= BRIEF =
Return exactly the span of lines that opens with the line containing "point per instance: curb" and closes with the last line of the data, inclusive.

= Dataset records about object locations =
....

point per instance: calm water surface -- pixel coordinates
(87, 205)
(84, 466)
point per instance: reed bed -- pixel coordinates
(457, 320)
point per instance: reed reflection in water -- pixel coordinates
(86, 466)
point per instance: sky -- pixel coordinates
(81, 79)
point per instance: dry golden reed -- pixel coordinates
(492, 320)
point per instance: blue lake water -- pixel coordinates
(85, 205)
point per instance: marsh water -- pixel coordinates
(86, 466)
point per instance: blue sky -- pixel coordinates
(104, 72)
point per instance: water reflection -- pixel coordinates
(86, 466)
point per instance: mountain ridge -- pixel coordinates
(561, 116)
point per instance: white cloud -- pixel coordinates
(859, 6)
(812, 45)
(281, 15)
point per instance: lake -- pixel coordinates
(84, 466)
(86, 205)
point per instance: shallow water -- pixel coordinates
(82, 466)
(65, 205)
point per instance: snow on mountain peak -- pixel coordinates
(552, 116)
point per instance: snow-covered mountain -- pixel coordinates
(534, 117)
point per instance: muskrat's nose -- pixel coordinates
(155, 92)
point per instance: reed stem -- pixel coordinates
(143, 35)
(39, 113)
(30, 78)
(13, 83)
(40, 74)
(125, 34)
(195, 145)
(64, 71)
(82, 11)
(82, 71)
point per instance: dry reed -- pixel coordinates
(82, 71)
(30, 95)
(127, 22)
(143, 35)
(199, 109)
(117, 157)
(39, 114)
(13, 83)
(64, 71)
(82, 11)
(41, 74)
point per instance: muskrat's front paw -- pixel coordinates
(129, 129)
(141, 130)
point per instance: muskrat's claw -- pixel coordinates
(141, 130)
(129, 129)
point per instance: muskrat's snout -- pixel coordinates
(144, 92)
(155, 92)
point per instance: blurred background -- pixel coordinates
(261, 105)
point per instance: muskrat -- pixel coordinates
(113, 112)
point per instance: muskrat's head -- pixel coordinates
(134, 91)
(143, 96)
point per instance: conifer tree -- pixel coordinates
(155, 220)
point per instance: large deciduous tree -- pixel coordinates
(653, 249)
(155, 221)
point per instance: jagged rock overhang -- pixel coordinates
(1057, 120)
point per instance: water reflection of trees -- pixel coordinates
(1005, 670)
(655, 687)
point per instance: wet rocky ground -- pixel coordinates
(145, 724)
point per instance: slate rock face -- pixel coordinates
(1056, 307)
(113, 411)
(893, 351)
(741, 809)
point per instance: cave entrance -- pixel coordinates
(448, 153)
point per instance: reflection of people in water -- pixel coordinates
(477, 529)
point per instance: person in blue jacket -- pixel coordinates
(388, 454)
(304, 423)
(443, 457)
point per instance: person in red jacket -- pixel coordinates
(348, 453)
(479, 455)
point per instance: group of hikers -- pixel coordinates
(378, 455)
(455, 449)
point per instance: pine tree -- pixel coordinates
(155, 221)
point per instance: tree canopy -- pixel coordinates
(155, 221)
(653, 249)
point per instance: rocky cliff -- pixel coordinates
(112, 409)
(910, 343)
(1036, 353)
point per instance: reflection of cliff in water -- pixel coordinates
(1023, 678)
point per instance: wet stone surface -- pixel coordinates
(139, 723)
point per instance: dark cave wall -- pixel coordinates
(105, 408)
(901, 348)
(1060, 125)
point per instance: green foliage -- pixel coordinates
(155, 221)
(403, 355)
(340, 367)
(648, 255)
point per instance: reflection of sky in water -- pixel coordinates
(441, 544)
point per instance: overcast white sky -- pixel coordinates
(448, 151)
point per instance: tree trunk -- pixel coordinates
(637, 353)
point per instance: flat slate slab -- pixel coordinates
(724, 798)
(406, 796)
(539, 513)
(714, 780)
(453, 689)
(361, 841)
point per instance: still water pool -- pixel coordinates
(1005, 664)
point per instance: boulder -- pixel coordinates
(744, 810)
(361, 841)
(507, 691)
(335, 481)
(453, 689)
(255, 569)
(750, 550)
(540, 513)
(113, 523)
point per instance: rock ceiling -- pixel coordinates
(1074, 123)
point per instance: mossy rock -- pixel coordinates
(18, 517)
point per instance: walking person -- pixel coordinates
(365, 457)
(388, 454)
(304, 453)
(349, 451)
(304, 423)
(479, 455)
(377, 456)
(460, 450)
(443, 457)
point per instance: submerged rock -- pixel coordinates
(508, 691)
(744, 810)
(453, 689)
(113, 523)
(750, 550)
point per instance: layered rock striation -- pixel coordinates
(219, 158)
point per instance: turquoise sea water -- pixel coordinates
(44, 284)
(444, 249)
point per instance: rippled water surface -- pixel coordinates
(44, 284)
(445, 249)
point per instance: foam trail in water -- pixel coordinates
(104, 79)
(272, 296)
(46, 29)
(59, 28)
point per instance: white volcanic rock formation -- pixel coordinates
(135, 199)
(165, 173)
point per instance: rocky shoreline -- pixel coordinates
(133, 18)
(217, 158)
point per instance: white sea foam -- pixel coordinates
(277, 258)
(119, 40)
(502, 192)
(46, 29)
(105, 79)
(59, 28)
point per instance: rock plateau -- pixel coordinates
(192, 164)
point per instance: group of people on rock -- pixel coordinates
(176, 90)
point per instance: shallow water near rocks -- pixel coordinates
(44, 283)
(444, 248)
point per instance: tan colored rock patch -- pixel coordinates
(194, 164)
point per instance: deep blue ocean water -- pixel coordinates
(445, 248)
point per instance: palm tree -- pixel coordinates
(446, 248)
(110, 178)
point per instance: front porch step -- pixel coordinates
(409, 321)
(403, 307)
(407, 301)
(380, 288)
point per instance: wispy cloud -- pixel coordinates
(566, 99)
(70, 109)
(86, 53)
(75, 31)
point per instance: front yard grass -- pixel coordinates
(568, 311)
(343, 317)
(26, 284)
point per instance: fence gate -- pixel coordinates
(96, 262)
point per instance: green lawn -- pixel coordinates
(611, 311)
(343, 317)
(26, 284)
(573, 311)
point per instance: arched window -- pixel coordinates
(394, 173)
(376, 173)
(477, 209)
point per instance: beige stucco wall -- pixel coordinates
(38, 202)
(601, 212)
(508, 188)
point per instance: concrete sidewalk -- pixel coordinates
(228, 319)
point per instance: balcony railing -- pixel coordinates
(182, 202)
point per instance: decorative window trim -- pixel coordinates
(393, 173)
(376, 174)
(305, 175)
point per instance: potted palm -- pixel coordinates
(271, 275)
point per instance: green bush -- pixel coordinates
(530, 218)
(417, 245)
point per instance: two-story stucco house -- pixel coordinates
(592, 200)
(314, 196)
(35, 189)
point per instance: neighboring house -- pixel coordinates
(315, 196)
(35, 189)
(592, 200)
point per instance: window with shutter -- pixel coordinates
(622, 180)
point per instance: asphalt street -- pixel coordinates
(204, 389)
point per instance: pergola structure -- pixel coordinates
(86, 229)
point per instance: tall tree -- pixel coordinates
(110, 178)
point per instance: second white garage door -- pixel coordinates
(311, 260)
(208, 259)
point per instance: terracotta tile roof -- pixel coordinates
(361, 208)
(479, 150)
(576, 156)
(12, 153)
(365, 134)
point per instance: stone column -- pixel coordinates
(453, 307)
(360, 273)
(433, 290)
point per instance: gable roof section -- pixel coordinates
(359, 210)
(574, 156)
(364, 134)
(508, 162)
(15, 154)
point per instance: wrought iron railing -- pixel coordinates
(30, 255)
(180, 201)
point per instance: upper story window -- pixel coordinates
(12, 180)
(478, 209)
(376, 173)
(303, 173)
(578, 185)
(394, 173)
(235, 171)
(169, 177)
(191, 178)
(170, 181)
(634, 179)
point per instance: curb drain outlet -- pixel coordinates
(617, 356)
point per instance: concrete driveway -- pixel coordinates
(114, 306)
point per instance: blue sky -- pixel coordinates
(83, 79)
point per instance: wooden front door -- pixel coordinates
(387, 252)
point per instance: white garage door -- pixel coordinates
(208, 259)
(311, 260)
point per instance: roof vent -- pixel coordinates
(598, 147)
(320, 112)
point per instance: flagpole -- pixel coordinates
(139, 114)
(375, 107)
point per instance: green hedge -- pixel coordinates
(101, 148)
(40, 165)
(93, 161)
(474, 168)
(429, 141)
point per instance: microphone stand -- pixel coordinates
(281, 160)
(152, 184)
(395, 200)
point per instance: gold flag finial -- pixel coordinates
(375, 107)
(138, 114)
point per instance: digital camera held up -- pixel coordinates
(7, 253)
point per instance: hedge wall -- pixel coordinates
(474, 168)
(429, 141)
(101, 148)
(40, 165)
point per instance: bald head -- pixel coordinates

....

= RESPONSE =
point per instance: curb drain outlet -- pixel coordinates
(617, 356)
point per instance: concrete driveway -- pixel coordinates
(114, 306)
point per instance: blue sky -- pixel coordinates
(83, 79)
point per instance: wooden front door -- pixel coordinates
(387, 252)
point per instance: white garage door -- pixel coordinates
(208, 259)
(311, 260)
point per instance: roof vent -- pixel coordinates
(598, 147)
(320, 112)
point per instance: flagpole -- pixel coordinates
(139, 114)
(375, 107)
point per instance: green hedge -- pixel coordinates
(101, 148)
(40, 165)
(93, 161)
(474, 168)
(429, 141)
point per instance: microphone stand -- pixel coordinates
(281, 160)
(152, 184)
(395, 200)
point per instance: gold flag finial -- pixel coordinates
(375, 107)
(138, 114)
point per instance: digital camera held up -- pixel coordinates
(7, 253)
point per instance: hedge wall -- pixel coordinates
(474, 168)
(429, 141)
(101, 148)
(40, 165)
point per instance: bald head -- pixel coordinates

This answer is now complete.